Required work:
**A)** Extract the passage on electric fence earthing word for word, from "The earth system" up to and including "shock an animal.".
**B)** In the passage on electric fence earthing, how many conventional earth stakes/rods is a Gallagher Super Earth Kit equivalent to?
**C)** Write what follows the final sentence of the passage on electric fence earthing.

Passage shown:
□ □ □ □
Electric fence earthing...

With Tom Little

 

 

Image credit; https://am.gallagher.com/media/2837/pg-26-earthing-guide.jpg

The earth system is the most important component of an electric fence. When the current produced by an energizer completes a full circuit; moving from the energizer, along the wire, to the animal and back through the ground to the energizer, a shock is created. Without an effective earth system, the electric fence will fail to create enough voltage to shock an animal.

Dry, sandy and volcanic soils can cause ineffective earthing, so for these soil types it’s a good idea to use additional earth stakes/rods. A good rule of thumb is to use at least 3 earth stakes/rods or calculate the 'Energizers Stored Joules' rating divided by 5. Another option for soils with poor conductivity is using a Gallagher Super Earth Kit, which is equivalent to three conventional earth stakes/rods. The kit contains an absorbent salt and clay mixture, an earth clamp and an earth stake/rod which work to enhance the conductivity of the soil, as the salt attracts moisture and the absorbent clay contains the moisture.
□ □ □ □
Information shown:
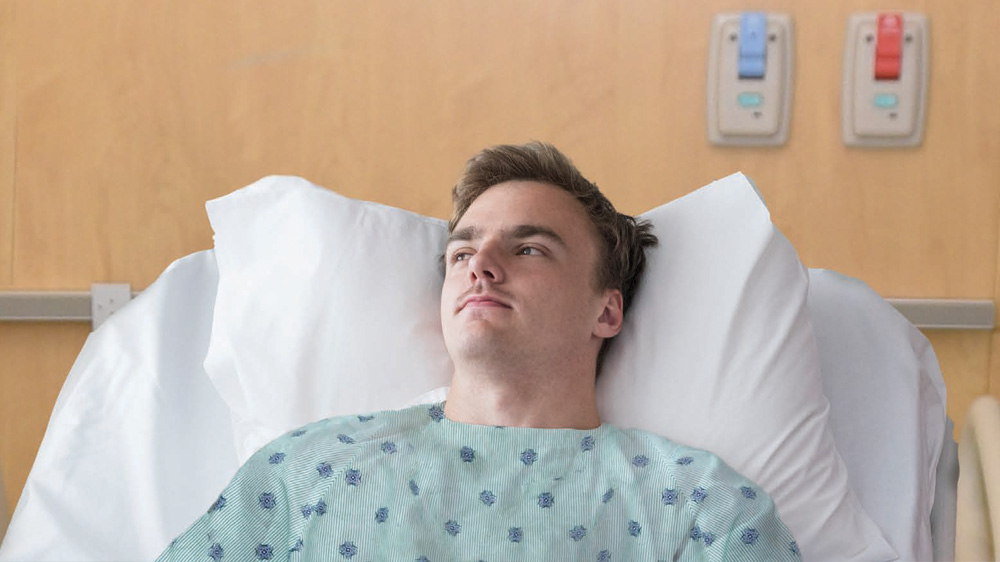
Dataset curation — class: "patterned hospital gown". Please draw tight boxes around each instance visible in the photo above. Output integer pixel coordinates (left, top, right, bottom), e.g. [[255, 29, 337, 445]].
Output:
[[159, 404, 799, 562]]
□ □ □ □
Solved tasks:
**A)**
The earth system is the most important component of an electric fence. When the current produced by an energizer completes a full circuit; moving from the energizer, along the wire, to the animal and back through the ground to the energizer, a shock is created. Without an effective earth system, the electric fence will fail to create enough voltage to shock an animal.

**B)** Three conventional earth stakes/rods.

**C)**
A great guide to optimise your electric fence earth system is to follow Gallagher’s 4-3-2-1 rule:

  • 4 metres between earth stakes/rods
  • 3 earth stakes/rods minimum
  • 2 metres minimum length of stakes/rods
  • 1 wire connecting all earth stakes/rods to the energizer earth terminal

Creating a proper earth system for your electric fence will ensure that the electric shock actually reaches the animal when it touches the fence, thus effectively containing your animals.

If you would like more information about electric fence earthing or other stock containment options, contact myself via tom.little@dalbyruralsupplies.com.au, call our Merchandise Team on (07) 4660 0400, or pop in and see us in store.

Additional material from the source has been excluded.